* **PROBLEM**
Using the records below, find every line that includes "wheel" and copy it.

* **MATERIAL PROVIDED**
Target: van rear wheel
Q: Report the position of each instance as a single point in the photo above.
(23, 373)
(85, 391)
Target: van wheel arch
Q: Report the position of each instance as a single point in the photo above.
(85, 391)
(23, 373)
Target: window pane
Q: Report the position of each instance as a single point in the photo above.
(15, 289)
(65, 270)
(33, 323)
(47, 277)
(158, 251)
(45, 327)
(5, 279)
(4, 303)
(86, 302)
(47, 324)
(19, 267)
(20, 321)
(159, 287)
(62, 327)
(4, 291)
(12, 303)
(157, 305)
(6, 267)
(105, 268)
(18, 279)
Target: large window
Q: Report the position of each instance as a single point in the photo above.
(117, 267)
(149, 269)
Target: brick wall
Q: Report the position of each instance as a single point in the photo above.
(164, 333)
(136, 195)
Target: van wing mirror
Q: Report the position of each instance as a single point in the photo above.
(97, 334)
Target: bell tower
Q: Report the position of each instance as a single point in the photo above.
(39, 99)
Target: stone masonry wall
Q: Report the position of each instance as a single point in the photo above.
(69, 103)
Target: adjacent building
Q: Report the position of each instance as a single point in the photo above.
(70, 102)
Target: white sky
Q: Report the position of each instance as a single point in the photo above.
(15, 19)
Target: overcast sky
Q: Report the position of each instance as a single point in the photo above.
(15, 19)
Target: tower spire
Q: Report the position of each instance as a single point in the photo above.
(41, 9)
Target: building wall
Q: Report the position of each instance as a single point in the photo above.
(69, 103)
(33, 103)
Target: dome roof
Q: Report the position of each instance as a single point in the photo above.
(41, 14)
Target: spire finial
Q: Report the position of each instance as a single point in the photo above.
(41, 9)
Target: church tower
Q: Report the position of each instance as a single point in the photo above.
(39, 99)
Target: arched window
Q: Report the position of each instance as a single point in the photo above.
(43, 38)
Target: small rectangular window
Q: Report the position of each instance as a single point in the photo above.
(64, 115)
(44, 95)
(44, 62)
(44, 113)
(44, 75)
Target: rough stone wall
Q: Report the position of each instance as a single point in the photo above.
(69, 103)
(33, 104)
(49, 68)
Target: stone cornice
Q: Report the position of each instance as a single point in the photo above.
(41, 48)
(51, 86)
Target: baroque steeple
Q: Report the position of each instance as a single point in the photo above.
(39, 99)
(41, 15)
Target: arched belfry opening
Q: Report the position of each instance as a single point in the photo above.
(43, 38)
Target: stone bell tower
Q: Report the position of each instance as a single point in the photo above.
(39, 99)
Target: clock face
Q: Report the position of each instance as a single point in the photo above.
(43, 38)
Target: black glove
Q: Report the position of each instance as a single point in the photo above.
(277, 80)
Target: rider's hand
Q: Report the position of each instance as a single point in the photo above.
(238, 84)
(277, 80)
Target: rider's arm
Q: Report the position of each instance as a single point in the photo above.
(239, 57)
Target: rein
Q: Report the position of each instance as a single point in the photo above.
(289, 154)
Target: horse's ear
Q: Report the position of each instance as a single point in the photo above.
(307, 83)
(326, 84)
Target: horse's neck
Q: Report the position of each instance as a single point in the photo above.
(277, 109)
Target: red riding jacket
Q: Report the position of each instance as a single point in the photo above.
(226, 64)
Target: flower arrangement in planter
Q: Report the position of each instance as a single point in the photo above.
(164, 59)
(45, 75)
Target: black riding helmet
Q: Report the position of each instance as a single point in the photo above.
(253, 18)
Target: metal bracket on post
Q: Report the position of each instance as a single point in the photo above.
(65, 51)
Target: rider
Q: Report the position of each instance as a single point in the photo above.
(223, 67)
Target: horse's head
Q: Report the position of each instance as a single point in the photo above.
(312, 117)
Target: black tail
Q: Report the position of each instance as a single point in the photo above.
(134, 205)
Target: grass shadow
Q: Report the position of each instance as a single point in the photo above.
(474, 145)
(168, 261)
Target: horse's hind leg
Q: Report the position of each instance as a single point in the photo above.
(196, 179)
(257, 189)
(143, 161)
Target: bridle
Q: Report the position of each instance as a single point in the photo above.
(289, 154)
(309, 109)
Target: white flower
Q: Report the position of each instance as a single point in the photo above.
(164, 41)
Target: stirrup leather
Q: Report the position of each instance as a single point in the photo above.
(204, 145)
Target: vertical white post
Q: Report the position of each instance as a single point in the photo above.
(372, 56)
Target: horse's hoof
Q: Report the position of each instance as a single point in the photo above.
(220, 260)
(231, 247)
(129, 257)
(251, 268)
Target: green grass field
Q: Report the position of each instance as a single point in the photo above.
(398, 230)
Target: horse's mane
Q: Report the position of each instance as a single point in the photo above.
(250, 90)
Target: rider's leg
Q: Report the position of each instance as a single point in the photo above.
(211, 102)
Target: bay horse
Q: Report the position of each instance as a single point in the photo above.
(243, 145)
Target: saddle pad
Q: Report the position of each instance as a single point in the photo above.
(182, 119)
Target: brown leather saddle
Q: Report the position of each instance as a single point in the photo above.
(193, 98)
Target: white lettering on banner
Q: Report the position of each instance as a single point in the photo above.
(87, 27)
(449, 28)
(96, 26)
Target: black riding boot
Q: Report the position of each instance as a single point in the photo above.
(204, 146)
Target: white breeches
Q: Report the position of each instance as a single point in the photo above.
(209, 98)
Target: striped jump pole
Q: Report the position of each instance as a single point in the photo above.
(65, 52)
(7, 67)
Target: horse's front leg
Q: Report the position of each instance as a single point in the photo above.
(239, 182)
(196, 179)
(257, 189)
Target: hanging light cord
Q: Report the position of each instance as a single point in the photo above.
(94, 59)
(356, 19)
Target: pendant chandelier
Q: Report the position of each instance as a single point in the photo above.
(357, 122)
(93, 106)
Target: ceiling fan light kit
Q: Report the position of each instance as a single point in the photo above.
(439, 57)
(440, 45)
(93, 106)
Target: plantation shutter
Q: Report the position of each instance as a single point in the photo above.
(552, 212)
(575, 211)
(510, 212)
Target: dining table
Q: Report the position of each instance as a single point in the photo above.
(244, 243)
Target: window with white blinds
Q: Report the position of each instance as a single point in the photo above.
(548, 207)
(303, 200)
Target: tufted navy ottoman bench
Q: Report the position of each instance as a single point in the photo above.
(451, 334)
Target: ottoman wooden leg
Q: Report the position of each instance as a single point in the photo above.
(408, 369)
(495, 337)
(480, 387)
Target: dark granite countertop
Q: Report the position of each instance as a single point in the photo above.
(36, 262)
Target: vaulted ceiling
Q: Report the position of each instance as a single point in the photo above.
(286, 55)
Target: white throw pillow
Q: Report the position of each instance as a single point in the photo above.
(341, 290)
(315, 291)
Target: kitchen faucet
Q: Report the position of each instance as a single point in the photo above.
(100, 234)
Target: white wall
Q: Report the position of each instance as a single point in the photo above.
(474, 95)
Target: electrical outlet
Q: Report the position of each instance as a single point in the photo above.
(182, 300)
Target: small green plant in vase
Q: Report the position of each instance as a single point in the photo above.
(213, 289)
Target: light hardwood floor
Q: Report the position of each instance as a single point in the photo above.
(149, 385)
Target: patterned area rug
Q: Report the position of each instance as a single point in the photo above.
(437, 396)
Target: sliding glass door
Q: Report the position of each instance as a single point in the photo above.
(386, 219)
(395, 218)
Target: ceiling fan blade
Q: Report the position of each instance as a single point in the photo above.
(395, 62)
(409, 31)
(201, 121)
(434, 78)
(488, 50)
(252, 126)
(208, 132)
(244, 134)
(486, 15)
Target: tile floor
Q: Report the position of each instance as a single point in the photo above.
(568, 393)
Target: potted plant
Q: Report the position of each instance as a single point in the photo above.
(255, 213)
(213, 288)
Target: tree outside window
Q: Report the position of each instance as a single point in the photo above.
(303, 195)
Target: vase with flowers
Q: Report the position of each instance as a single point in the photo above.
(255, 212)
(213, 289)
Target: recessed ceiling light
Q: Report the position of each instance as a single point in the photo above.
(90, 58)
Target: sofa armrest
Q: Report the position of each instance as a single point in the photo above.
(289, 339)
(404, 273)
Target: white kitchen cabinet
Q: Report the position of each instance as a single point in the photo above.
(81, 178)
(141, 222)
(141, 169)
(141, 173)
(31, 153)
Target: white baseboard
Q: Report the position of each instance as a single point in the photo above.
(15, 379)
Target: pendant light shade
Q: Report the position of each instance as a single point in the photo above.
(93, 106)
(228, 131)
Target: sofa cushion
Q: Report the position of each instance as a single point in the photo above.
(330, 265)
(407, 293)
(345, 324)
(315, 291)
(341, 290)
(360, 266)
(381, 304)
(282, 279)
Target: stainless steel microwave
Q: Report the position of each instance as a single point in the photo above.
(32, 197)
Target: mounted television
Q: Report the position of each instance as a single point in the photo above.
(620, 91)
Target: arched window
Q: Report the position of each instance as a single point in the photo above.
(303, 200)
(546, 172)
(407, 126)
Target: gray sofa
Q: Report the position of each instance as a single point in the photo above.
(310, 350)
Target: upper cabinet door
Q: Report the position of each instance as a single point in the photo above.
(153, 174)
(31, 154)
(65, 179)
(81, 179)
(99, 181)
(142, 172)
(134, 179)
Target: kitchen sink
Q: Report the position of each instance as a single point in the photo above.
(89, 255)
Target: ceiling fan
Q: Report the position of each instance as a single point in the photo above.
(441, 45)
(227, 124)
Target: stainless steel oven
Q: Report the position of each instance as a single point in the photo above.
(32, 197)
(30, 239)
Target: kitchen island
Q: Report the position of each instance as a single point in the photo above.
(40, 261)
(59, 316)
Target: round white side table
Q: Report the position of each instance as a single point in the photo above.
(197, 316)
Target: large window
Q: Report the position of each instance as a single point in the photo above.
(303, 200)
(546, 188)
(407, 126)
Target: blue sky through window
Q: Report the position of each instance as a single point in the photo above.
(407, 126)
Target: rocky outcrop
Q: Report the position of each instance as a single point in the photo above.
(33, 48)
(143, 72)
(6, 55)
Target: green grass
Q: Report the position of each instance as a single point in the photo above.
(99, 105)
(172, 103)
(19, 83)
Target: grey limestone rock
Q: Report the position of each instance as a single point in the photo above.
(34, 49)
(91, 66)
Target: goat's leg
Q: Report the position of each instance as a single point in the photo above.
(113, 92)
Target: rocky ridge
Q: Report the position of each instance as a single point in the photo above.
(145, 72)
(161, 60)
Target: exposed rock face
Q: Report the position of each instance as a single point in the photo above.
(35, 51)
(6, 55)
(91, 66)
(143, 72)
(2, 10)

* **OUTPUT OF THE TASK**
Target: van rear wheel
Target: van wheel arch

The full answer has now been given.